Exercise instructions -
Pull out each line of the records that contains the word "with", and copy those lines in full.
────────────────────────────────────────
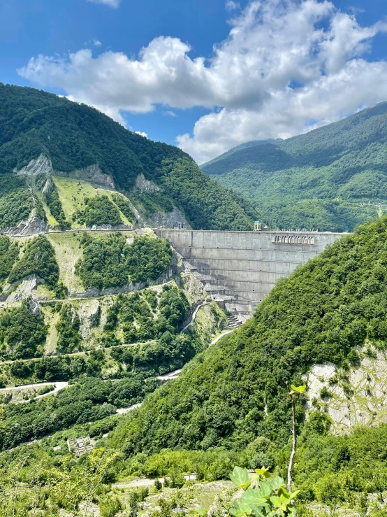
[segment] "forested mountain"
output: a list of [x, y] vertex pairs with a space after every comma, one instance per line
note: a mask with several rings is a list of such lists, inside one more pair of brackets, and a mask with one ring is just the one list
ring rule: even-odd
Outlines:
[[270, 227], [352, 231], [387, 210], [387, 103], [287, 140], [238, 146], [201, 166]]
[[[310, 395], [307, 420], [301, 404], [297, 412], [299, 430], [304, 429], [301, 443], [307, 440], [304, 456], [296, 459], [297, 483], [307, 490], [304, 500], [316, 497], [321, 490], [317, 481], [341, 468], [335, 464], [336, 445], [327, 437], [334, 425], [328, 412], [330, 397], [335, 396], [332, 390], [345, 392], [345, 411], [349, 411], [346, 406], [349, 408], [360, 397], [349, 382], [351, 369], [360, 371], [356, 369], [365, 362], [368, 364], [366, 383], [370, 383], [367, 392], [369, 397], [375, 395], [371, 386], [380, 373], [372, 370], [370, 358], [378, 350], [383, 354], [387, 346], [386, 250], [387, 217], [360, 227], [353, 235], [326, 248], [275, 288], [240, 330], [197, 356], [173, 384], [150, 395], [138, 414], [117, 428], [112, 445], [122, 447], [129, 458], [165, 448], [211, 451], [219, 446], [235, 452], [250, 448], [254, 455], [256, 447], [250, 467], [277, 465], [284, 468], [291, 420], [287, 383], [299, 385], [301, 374], [312, 364], [333, 364], [337, 373], [329, 389], [321, 390], [316, 398]], [[328, 383], [328, 376], [320, 379]], [[377, 404], [374, 397], [372, 400], [372, 418], [376, 424], [383, 404]], [[378, 439], [387, 439], [385, 426], [377, 433]], [[351, 452], [343, 460], [347, 468], [343, 476], [357, 472], [358, 465], [349, 458], [351, 454], [361, 457], [361, 448], [365, 455], [367, 446], [363, 440], [364, 434], [347, 439]], [[315, 443], [321, 448], [320, 464], [312, 466], [307, 450], [312, 446], [315, 451], [311, 445]], [[380, 481], [381, 472], [387, 479], [387, 470], [376, 449], [367, 458], [358, 488], [342, 488], [346, 490], [344, 499], [350, 497], [351, 490], [387, 488], [386, 481]], [[373, 469], [379, 473], [378, 482]], [[313, 472], [315, 488], [305, 477], [308, 469]]]
[[128, 131], [85, 105], [33, 88], [1, 84], [1, 227], [25, 220], [34, 207], [43, 213], [25, 177], [17, 174], [39, 157], [48, 159], [54, 171], [70, 176], [96, 165], [126, 194], [143, 174], [156, 185], [153, 190], [160, 190], [151, 189], [136, 201], [150, 212], [170, 212], [175, 206], [195, 228], [251, 227], [254, 213], [249, 204], [210, 180], [177, 148]]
────────────────────────────────────────
Exercise output -
output: a list of [x, y] vertex pairs with a space after every comma, one instance per line
note: a mask with several rings is a list of such lists, inside one more pair of brackets, and a mask with one ring is just the one list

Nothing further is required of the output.